- Given exercise
Pull out every line in the records below that contains the string "basket", and copy each such line in full.

- Given data
▼▼▼
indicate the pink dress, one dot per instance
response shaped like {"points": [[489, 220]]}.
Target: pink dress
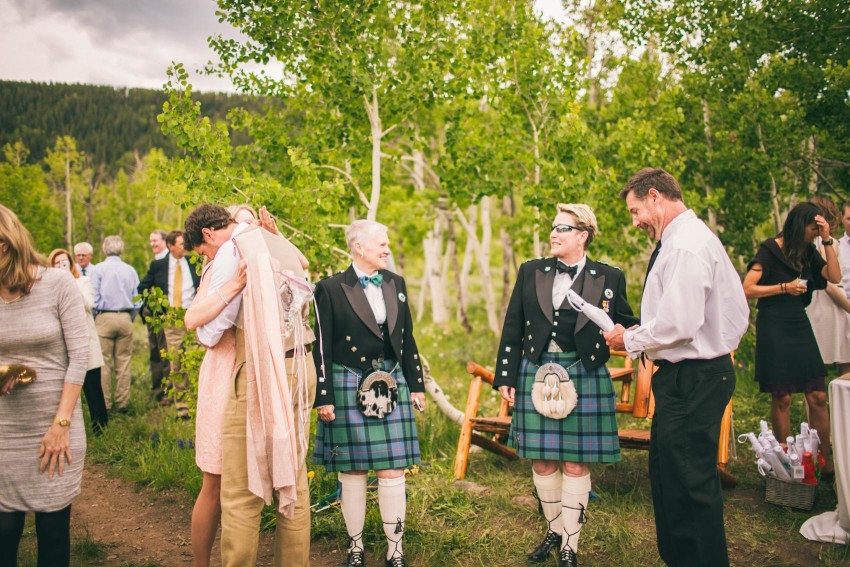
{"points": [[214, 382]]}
▲▲▲
▼▼▼
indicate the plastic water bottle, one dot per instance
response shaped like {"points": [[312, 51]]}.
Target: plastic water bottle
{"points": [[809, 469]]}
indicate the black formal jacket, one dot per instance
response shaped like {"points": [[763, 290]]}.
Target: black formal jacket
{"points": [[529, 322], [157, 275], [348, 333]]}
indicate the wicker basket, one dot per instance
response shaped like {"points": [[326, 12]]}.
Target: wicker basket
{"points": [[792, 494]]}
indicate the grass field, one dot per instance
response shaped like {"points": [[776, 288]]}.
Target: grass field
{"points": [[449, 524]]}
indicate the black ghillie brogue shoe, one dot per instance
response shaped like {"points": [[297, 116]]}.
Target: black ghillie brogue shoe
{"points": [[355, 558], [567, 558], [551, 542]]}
▲▲▲
- Full answer
indicate the wicker basket, one dot per instance
Target: wicker basket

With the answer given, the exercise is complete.